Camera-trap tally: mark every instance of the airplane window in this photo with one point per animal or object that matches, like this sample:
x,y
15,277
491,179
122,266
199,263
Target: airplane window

####################

● Exercise aim
Give back every line of the entries above verbatim, in the same order.

● Answer to this task
Camera-trap tally: mark every instance of the airplane window in this photo with one point per animal or object that matches, like this sample:
x,y
15,277
491,179
122,266
199,263
Target: airplane window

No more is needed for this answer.